Start of Data provided
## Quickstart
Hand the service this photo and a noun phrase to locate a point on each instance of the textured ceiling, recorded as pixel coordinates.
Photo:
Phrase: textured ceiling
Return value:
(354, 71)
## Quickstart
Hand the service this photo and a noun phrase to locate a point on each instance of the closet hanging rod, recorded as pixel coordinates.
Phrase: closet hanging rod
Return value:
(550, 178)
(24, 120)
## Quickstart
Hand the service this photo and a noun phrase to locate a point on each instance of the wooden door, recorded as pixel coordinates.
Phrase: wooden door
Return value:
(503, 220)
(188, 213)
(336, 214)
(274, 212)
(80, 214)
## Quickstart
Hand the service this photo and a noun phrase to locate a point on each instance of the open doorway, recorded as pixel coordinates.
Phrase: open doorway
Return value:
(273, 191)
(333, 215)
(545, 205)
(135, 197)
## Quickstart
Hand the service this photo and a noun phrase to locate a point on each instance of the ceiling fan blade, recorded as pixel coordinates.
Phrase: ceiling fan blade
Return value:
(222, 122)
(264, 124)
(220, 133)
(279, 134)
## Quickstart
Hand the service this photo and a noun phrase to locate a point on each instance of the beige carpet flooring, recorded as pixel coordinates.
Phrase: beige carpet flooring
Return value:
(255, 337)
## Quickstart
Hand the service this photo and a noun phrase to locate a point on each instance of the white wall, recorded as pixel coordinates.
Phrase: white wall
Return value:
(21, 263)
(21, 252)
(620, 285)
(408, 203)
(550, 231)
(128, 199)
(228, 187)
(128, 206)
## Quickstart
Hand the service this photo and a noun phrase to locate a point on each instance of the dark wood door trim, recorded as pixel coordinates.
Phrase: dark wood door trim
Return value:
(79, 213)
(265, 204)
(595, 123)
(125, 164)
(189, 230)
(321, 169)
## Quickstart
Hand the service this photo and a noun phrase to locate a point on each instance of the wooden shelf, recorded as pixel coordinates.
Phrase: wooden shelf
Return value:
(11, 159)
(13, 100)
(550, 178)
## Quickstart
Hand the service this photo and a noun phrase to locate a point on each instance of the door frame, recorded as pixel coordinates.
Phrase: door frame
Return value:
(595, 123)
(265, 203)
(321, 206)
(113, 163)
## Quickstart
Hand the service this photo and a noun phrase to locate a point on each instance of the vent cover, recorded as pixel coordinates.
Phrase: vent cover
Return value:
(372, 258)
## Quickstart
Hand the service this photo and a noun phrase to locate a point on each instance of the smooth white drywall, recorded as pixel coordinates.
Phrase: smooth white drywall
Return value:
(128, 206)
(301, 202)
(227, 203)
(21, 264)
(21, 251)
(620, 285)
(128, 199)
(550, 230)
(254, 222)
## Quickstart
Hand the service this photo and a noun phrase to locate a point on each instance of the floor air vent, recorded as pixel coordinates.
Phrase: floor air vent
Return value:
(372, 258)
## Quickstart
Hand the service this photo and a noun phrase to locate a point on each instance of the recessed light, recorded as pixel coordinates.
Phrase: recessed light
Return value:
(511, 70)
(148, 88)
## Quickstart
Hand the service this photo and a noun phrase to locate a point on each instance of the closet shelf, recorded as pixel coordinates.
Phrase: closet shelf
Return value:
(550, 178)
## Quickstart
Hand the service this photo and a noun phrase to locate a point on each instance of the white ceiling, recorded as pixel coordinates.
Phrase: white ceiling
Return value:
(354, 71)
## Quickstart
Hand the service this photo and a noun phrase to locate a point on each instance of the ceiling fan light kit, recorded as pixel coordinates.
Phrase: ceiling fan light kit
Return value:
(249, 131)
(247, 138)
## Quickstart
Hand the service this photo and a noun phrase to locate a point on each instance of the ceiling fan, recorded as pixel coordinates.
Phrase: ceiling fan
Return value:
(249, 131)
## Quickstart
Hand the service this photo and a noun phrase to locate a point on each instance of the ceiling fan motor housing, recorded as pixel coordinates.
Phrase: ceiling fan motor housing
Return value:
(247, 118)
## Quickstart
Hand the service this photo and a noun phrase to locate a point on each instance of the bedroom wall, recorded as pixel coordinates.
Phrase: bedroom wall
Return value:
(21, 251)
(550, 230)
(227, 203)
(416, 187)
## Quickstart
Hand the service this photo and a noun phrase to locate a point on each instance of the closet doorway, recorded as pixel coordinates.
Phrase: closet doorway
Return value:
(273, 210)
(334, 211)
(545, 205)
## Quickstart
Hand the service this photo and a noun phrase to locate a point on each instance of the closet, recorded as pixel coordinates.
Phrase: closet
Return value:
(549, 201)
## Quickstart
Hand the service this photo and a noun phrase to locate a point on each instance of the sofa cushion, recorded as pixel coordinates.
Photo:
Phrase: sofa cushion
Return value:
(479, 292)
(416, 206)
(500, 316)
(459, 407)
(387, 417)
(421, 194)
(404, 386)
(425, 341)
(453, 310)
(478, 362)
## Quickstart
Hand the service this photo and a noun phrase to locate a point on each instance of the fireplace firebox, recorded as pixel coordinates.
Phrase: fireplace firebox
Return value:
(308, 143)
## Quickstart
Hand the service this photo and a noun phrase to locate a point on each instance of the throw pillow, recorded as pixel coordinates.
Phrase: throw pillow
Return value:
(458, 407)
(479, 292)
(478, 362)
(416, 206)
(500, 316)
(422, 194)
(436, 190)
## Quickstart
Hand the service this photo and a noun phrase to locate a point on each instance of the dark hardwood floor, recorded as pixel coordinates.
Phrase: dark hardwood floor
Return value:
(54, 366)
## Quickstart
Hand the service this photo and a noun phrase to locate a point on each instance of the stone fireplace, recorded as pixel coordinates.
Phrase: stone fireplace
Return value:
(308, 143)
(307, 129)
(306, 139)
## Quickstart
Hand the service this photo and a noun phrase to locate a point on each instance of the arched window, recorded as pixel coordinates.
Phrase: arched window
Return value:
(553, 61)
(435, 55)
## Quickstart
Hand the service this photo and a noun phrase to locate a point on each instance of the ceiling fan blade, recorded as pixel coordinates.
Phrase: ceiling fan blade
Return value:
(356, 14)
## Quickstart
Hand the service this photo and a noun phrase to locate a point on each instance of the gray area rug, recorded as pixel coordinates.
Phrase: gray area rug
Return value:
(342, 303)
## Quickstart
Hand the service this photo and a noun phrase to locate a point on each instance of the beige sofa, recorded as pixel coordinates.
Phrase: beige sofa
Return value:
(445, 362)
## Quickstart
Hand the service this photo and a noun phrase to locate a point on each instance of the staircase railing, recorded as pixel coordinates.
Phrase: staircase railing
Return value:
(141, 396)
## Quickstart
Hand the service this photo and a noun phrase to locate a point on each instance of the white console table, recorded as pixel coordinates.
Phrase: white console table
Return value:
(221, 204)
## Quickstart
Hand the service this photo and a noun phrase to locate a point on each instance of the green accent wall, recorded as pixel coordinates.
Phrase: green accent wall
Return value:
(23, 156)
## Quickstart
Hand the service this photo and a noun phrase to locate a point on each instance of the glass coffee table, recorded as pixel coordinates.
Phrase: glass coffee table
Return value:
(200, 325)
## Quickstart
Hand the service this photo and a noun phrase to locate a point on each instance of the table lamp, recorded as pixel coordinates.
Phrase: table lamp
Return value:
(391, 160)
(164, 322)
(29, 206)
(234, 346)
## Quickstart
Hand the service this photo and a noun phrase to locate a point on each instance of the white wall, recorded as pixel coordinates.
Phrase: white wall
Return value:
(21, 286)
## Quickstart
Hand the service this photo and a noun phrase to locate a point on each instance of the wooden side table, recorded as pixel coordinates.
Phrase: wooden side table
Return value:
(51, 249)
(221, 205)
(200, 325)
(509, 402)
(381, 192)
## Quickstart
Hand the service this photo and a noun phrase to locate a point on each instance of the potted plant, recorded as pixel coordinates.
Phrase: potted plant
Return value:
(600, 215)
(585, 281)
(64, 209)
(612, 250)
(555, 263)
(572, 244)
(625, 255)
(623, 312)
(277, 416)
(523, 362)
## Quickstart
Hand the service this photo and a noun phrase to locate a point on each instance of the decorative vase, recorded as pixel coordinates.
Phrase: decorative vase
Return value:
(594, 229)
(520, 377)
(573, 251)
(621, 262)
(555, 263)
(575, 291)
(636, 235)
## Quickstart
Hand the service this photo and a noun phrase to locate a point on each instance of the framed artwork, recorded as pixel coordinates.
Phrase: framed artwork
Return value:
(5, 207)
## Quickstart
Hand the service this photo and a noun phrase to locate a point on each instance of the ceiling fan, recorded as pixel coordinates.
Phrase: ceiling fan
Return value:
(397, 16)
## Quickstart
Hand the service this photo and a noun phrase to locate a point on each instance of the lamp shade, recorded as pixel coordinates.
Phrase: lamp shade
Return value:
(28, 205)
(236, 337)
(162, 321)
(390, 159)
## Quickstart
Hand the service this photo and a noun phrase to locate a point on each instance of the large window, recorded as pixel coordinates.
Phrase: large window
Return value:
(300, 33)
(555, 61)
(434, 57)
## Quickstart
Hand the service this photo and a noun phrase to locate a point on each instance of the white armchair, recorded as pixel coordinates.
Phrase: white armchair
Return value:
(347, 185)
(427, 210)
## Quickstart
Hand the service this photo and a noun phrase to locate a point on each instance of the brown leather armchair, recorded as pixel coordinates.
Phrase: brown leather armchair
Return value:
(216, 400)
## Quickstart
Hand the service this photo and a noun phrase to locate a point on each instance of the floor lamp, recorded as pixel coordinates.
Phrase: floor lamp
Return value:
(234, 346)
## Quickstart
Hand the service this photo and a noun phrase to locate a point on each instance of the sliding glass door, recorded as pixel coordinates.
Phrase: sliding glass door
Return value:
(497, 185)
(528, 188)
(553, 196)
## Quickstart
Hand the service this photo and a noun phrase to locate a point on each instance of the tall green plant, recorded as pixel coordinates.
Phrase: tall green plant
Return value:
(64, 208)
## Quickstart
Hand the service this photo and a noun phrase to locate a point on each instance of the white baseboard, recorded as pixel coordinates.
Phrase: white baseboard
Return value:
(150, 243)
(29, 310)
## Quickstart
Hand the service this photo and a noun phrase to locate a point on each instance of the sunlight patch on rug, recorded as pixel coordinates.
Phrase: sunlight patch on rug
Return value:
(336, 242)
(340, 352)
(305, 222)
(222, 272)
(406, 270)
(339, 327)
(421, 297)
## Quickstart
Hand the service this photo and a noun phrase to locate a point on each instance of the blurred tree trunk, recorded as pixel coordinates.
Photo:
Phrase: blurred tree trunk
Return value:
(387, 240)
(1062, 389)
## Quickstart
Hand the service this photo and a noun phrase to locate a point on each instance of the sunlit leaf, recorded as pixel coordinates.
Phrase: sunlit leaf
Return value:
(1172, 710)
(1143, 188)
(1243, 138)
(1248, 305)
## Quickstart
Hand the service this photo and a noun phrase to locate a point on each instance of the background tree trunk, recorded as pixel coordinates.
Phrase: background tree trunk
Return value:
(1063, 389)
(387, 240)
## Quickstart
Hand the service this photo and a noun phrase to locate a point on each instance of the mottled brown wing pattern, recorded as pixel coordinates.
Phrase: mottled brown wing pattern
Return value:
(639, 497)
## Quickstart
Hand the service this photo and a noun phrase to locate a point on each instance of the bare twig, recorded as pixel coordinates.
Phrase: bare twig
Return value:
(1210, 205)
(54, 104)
End of Data provided
All lines in the listing above from the line containing "Phrase: closet doorway" to the line containing "firebox, recorded as pixel coordinates.", inclusive, should be retyped exactly; no other lines should appear.

_Output below_
Phrase: closet doorway
Return value:
(273, 210)
(334, 211)
(545, 205)
## Quickstart
Hand the service this photo and a noun phrase to locate a point on each instance of the closet, recorded as pixel coordinates.
Phrase: closet
Return value:
(549, 201)
## Quickstart
Hand the service this photo and a noun phrase to locate a point on each instance of the sofa cushion, recorded as pixel coordinates.
Photo:
Phrase: sofa cushion
Return value:
(479, 292)
(416, 206)
(500, 316)
(459, 407)
(387, 417)
(421, 194)
(404, 386)
(425, 341)
(453, 310)
(478, 362)
## Quickstart
Hand the service this photo and a noun phrase to locate a point on each instance of the fireplace firebox, recorded as pixel coordinates.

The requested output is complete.